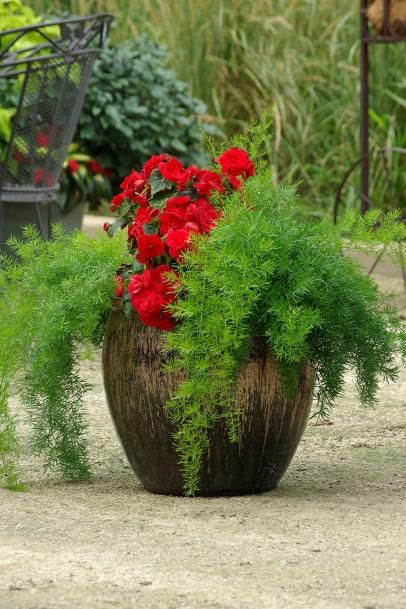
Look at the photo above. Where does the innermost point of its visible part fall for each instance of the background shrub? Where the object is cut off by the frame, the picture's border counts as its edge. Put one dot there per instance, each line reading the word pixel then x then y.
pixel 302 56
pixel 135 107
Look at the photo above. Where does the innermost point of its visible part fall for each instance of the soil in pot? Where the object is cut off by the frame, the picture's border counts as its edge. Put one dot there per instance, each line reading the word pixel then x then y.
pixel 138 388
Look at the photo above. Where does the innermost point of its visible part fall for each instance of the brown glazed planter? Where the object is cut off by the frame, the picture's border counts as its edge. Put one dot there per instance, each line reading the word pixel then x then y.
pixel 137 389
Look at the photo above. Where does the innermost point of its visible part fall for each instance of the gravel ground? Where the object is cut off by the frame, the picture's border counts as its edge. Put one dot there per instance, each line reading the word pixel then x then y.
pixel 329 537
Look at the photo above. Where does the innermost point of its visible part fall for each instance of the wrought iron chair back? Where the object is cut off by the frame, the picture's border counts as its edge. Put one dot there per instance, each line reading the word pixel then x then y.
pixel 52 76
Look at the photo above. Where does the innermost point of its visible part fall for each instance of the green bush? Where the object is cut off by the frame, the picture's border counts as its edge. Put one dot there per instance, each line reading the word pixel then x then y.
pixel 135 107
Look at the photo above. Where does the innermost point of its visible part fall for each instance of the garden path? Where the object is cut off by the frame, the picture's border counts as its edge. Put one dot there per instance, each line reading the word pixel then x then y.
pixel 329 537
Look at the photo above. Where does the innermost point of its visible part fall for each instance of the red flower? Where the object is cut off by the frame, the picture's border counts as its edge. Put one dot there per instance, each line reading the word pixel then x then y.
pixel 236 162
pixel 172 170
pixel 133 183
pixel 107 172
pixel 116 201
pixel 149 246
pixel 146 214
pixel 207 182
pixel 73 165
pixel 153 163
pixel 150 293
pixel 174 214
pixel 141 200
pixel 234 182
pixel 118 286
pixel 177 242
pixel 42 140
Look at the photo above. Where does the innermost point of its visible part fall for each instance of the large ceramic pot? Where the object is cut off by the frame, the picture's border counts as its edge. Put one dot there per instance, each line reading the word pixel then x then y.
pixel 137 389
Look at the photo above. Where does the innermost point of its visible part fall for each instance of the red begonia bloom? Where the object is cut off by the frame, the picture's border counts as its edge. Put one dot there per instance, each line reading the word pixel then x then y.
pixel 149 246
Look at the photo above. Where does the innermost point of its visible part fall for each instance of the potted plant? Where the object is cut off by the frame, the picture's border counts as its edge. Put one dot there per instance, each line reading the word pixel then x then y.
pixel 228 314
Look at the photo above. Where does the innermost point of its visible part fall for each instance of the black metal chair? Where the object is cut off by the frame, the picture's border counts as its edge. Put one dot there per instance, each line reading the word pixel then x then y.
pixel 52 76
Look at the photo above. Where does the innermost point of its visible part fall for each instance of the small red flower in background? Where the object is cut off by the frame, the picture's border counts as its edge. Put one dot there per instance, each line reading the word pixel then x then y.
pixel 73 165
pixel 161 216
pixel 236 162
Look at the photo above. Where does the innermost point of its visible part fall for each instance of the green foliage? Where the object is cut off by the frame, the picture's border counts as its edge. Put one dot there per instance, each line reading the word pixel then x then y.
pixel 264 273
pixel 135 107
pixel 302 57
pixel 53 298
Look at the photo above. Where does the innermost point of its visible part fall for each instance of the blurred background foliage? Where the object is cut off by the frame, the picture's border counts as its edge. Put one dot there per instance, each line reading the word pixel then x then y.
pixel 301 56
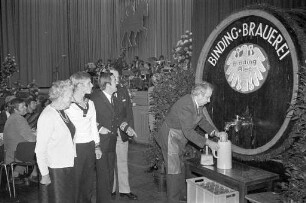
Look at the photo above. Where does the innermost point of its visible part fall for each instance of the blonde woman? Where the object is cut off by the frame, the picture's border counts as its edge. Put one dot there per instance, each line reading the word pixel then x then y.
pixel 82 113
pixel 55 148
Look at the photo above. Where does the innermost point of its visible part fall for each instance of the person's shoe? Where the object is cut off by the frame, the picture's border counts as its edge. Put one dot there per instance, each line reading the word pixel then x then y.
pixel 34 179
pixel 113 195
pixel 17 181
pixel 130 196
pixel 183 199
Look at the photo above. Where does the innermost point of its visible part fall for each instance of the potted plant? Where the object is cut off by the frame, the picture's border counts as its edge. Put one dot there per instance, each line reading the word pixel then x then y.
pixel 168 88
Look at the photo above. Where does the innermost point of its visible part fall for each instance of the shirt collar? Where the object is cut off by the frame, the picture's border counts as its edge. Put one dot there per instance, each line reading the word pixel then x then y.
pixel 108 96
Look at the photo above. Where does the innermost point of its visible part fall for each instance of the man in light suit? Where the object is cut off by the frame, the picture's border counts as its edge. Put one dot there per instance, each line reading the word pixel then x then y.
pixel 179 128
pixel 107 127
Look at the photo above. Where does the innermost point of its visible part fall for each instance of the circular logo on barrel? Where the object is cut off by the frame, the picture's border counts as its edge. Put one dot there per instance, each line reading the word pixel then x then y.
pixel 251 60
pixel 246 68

Goal of the exercise → Repeat the material above word for word, please, apart from its images.

The response →
Look at the photo above. Where does the innermost point of its visible part fall for each instance of the background shrub? Where the object is cut off by the frame, the picture's border counts as its edge. Put one dot there per instance, each line reading the word pixel then x then y.
pixel 302 56
pixel 135 107
Look at the photo above. Where does the innermost point of its visible part fall for each instance of the soil in pot? Where the object is cut off by the frame, the picture's border counts as its edge. Put one dot there per instance, each line reading the word pixel then x then y.
pixel 138 388
Look at the photo above. Where does the innermost point of its visible part fall for each instance of the brown glazed planter? Where the object is cut off by the frame, the picture's border counts as its edge. Put one dot there per instance, each line reading the word pixel then x then y.
pixel 137 389
Look at the photo above. Where does the innermost point of its visible part fall for each instance of the gravel ground? Where the object is cut off by the frame, the picture's border counts as its edge. Put one dot there per instance, each line reading the word pixel then x then y.
pixel 329 537
Look at the photo above. Where does the innermost point of its visible part fall for each instance of the wrought iron chair back? Where the object is cut off by the frame, the picture's border counts as its edge. Put one dot there per instance, each line reading the word pixel then x then y.
pixel 52 76
Look at the photo above. Where does the innermost point of its visible part fall for each instance of the green bush? Where the object is cut off by the frame, the picture's border counts as its edge. Put one dot there per instance, each line reading the word pixel then x then y.
pixel 135 107
Look at the photo above. Where does the innermost point of its visible part fall for each instance of the garden path? Where the object is cut off by the frame, the picture's border counts as its edge. Put one dot there per instance, each line reading the word pixel then x then y.
pixel 329 537
Look at the photo above. Where does the innermost point of its visible part fall for each instance of the red flower? Where the object is cut off by the frame, the picture's border counts as its edge. Put one dot there per instance, each line reading the word pixel then x then y.
pixel 236 162
pixel 172 170
pixel 133 183
pixel 107 172
pixel 116 201
pixel 149 246
pixel 146 214
pixel 207 182
pixel 73 165
pixel 153 163
pixel 150 293
pixel 174 214
pixel 141 200
pixel 234 182
pixel 118 286
pixel 177 242
pixel 42 140
Look at the photo above. Where does the innermost point of its visible part fall for each instance of the large ceramic pot? Where the object is cut off by the frame, the picture's border counts as its edge. Put one dot there per instance, each line reading the word pixel then x then y.
pixel 137 389
Look at the photo above. Where does the innermost point of its visible part fall for each instance of the red begonia bloom? Where the object is cut off by the frame, the picture's border counts as its edge. Put one dot there per instance, each line reading the word pixel then x then y.
pixel 149 246
Look at the photo above. Where does the innermost point of its visible part fall for each instance of the potted plant? Where the object is cut off by the frame, the picture's border counts as its edge. Put one dot there per instance, each line reading the word pixel then x then y.
pixel 228 314
Look at the photo above. Where does the innermost point of its visible part fall for each instance of the black metal chair? Where the object is cut off by the frame, the picture's border counts as its edge. Put one dot there per instance, each line reading the word pixel then x then y.
pixel 52 76
Look at the photo above. Where does the innermost point of its visible part fall for each instance of the small red flower in background? Where the object is cut off by the frame, the picture's border counts as its edge. Put one dot there per instance, each line reading the word pixel then x then y.
pixel 73 165
pixel 161 216
pixel 236 162
Look at the photo above. Where does the innermost point of its visible part fall for each instance of the green foliage? Where the object is cut off by the frame, the picture's border counts as its edge. Put one dot there per instance, each line reading the word pixel then x then y.
pixel 264 273
pixel 135 107
pixel 302 57
pixel 53 298
Look at the photo above. Where does the innermost point of its visible part fall for each instance of the blurred background foliage? Where the object is cut off by the frame, the picture's border counts as its edge. Put one dot there per instance, each line reading the word pixel then x then y.
pixel 301 56
Look at the photo above. Where does the innermost point of its visible part fall for each instance of the blonde woman? Where the object is cut off by the frame, the picture's border counts as its edge. Put one dot there per instance, each line reading the word pixel then x then y.
pixel 82 113
pixel 55 148
Look at the photo above. Where does the innermost point of its visible part fall for each instance of the person's shoe? Where the object is cut off by the frame, the picture's border counts as its edge. Put one dot there per instance, each line reading the word pixel then x then y.
pixel 34 179
pixel 113 195
pixel 17 181
pixel 130 196
pixel 183 199
Look at the photo above. Where does the innermost point of its visible part fall for each instance of the potted plant? Where the object is cut off by the frame, the picture's border counts as its edge. Put one dot there per instance, each line reading the word pixel then x then y.
pixel 168 88
Look at the photo above. Where does the innermost point of its visible part fall for each instance of the shirt collar? Where the object is cut off by the frame, the picture's border counts as its edge. Put one dot there per instance, each line reading the word pixel then x then y.
pixel 108 96
Look at the photo above. Where does the innermost point of its visible part fall for each instance of the man in light suit? Where the object is cut off by the frame, the picture's border counts as its edge. Put one dot there per instance, each line reading the word pixel then x then y.
pixel 179 128
pixel 107 127
Look at the photo above. Where does the innermost point of its visible part fall for each instance of the circular logo on barrel? Where the object is cut off by the frame, the picture's border counts as its edge. Put one dot there per instance, each line reading the word pixel then x then y.
pixel 251 60
pixel 246 68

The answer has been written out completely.